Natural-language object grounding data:
╭──

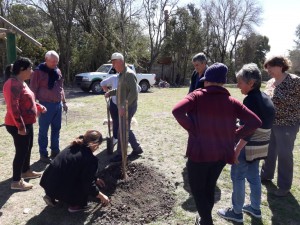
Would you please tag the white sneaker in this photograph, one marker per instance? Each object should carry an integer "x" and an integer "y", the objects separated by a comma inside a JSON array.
[{"x": 20, "y": 185}]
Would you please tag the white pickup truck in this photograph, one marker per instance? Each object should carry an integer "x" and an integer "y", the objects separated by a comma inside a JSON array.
[{"x": 91, "y": 80}]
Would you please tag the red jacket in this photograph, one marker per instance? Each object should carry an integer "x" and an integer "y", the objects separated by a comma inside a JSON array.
[
  {"x": 209, "y": 115},
  {"x": 20, "y": 104}
]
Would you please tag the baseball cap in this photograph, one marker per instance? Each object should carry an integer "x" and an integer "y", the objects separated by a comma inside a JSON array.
[
  {"x": 117, "y": 55},
  {"x": 216, "y": 73}
]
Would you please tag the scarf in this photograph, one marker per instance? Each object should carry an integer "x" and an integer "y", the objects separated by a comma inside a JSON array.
[{"x": 52, "y": 74}]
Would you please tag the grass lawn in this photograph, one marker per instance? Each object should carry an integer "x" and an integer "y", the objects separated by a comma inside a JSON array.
[{"x": 164, "y": 143}]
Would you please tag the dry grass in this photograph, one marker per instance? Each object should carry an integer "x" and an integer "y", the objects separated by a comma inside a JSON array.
[{"x": 164, "y": 143}]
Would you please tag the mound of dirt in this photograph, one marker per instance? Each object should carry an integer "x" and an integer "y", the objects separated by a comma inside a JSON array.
[{"x": 142, "y": 198}]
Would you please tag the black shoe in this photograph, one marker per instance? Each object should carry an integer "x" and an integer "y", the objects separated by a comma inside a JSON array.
[
  {"x": 49, "y": 201},
  {"x": 53, "y": 155},
  {"x": 197, "y": 220},
  {"x": 45, "y": 159},
  {"x": 117, "y": 158},
  {"x": 137, "y": 151}
]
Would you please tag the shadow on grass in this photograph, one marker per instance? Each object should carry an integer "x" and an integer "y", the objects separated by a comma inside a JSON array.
[
  {"x": 59, "y": 215},
  {"x": 189, "y": 204},
  {"x": 285, "y": 210}
]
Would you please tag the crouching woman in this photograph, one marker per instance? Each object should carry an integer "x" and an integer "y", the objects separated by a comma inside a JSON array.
[{"x": 71, "y": 176}]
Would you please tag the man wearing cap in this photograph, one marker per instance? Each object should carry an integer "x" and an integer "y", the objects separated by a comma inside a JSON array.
[
  {"x": 209, "y": 115},
  {"x": 200, "y": 64},
  {"x": 47, "y": 85},
  {"x": 126, "y": 91}
]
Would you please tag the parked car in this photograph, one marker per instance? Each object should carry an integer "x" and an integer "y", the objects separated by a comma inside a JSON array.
[{"x": 91, "y": 80}]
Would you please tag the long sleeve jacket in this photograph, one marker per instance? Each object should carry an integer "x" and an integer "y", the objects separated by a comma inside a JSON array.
[{"x": 209, "y": 115}]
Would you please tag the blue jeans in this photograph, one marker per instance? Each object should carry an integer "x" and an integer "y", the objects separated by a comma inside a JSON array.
[
  {"x": 113, "y": 109},
  {"x": 51, "y": 118},
  {"x": 239, "y": 172},
  {"x": 131, "y": 139}
]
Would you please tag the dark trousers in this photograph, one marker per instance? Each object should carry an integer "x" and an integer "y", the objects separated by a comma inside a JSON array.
[
  {"x": 202, "y": 179},
  {"x": 23, "y": 146},
  {"x": 113, "y": 109},
  {"x": 281, "y": 147}
]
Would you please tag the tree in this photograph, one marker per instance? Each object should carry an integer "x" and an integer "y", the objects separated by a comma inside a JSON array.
[
  {"x": 252, "y": 49},
  {"x": 184, "y": 39},
  {"x": 227, "y": 21},
  {"x": 61, "y": 14},
  {"x": 157, "y": 13}
]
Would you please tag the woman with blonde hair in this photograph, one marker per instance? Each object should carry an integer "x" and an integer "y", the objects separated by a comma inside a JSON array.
[
  {"x": 284, "y": 90},
  {"x": 71, "y": 176}
]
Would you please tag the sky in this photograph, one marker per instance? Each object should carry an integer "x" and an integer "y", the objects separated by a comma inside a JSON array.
[{"x": 279, "y": 21}]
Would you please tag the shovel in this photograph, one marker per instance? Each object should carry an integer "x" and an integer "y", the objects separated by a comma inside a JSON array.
[{"x": 109, "y": 139}]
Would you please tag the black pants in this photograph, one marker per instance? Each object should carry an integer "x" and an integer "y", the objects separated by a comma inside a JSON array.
[
  {"x": 23, "y": 146},
  {"x": 202, "y": 179}
]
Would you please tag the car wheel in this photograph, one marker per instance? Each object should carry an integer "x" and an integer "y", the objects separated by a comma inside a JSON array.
[
  {"x": 144, "y": 86},
  {"x": 96, "y": 88},
  {"x": 85, "y": 89}
]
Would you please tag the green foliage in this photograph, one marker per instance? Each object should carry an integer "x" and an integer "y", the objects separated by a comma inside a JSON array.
[{"x": 185, "y": 37}]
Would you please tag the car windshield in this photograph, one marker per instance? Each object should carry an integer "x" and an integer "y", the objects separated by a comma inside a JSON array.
[{"x": 103, "y": 69}]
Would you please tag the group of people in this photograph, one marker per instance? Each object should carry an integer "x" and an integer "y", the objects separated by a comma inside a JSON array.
[
  {"x": 71, "y": 175},
  {"x": 46, "y": 87},
  {"x": 268, "y": 123}
]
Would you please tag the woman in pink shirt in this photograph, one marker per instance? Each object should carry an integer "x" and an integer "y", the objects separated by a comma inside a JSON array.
[{"x": 20, "y": 116}]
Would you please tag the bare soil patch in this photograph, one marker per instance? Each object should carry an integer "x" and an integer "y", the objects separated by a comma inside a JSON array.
[{"x": 140, "y": 199}]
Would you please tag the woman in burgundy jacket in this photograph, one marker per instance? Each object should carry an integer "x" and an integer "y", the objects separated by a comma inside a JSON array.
[{"x": 209, "y": 115}]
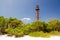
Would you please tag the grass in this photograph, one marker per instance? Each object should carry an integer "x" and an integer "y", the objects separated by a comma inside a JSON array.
[{"x": 39, "y": 34}]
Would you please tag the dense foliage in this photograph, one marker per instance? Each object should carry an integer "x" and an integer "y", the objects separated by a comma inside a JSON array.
[{"x": 13, "y": 26}]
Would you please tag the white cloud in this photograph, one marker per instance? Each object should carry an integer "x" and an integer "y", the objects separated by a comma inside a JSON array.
[{"x": 26, "y": 19}]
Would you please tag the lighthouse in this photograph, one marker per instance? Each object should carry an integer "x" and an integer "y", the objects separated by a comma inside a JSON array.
[{"x": 37, "y": 12}]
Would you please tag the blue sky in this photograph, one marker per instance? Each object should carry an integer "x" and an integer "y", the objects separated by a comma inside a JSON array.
[{"x": 25, "y": 9}]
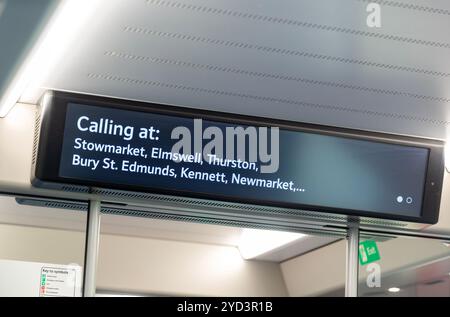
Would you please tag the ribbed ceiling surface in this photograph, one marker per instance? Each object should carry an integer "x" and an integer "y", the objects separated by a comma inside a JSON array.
[{"x": 312, "y": 61}]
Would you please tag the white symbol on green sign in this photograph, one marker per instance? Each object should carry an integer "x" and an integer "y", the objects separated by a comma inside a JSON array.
[{"x": 368, "y": 252}]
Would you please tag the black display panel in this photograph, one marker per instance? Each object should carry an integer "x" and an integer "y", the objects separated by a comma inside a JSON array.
[{"x": 128, "y": 145}]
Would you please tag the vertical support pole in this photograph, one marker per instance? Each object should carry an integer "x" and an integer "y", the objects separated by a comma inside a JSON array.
[
  {"x": 351, "y": 274},
  {"x": 91, "y": 248}
]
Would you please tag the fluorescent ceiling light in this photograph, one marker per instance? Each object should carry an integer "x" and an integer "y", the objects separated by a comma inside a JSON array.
[
  {"x": 394, "y": 289},
  {"x": 59, "y": 34},
  {"x": 255, "y": 242},
  {"x": 447, "y": 154}
]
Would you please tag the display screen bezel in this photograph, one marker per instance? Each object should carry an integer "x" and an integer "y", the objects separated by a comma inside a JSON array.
[{"x": 53, "y": 117}]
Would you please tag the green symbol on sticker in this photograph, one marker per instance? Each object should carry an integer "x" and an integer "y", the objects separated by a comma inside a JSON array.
[{"x": 368, "y": 252}]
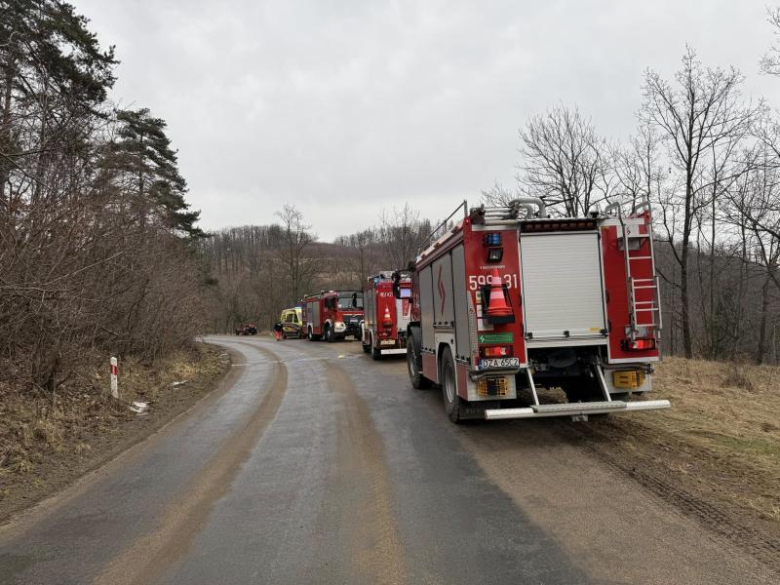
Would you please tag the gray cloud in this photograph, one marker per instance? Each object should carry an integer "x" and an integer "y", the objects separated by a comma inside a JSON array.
[{"x": 346, "y": 108}]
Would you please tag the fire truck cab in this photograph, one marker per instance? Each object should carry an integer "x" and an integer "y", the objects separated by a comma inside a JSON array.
[
  {"x": 333, "y": 315},
  {"x": 508, "y": 302},
  {"x": 387, "y": 297}
]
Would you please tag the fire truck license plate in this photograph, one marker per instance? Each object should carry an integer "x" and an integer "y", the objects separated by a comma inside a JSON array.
[{"x": 500, "y": 363}]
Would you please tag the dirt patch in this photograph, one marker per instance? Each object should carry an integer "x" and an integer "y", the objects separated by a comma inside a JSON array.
[
  {"x": 714, "y": 455},
  {"x": 49, "y": 442}
]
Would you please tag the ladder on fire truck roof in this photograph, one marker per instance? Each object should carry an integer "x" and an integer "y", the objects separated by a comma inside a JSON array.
[{"x": 652, "y": 284}]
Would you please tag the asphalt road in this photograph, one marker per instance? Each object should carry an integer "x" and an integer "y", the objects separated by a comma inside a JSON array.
[{"x": 314, "y": 464}]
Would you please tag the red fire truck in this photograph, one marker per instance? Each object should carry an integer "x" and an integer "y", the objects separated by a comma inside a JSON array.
[
  {"x": 387, "y": 299},
  {"x": 333, "y": 315},
  {"x": 508, "y": 302}
]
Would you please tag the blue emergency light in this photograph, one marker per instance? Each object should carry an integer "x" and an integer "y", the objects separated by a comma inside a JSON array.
[{"x": 491, "y": 240}]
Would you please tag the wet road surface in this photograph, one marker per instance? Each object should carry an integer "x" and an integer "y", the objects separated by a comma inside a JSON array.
[{"x": 314, "y": 464}]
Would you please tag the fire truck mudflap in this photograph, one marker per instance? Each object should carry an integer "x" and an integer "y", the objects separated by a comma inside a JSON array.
[{"x": 507, "y": 302}]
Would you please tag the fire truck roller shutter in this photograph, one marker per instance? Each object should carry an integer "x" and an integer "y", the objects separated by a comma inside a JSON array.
[{"x": 562, "y": 288}]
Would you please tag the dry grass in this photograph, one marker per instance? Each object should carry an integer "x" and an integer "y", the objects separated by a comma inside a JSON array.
[
  {"x": 728, "y": 415},
  {"x": 37, "y": 428}
]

╰──

→ **WHAT YOU HAVE TO DO**
Through the last line of the entries above, beginning at the line containing "Would you please tag the blue emergency", transcribe each line exactly, both ends included and nothing more.

→ **ANSWER TO THE PROBLEM**
Would you please tag the blue emergency light in this photograph, one marker per instance? Each object should carry an integer "x" and an integer "y", the objects separated by a comma inside a JSON array.
[{"x": 491, "y": 240}]
Would you please tag the wet road surface in this photograph, one marker per instance? Each object should carry an integer "x" and an integer "y", the objects separated by a comma inside a JSON array.
[{"x": 314, "y": 464}]
Would you please tag the fire truck mudflap in this photograph, one marker per instance? Each object should carry an integer "x" and an integer "y", the objects separated by a comma inside a JSON array.
[{"x": 507, "y": 302}]
Would you please tag the fire truck roller shutter in this photograph, one marker per instance? Each object should carry an integer "x" and an integer "y", the objects separated by a comma inside a JSON array.
[{"x": 562, "y": 288}]
Would you please tag the dry grass in this photograph, one marker per instance? Each object should carry an integer "x" and an integer "y", the objects separated by a comma inside a JSON array.
[
  {"x": 728, "y": 415},
  {"x": 37, "y": 428}
]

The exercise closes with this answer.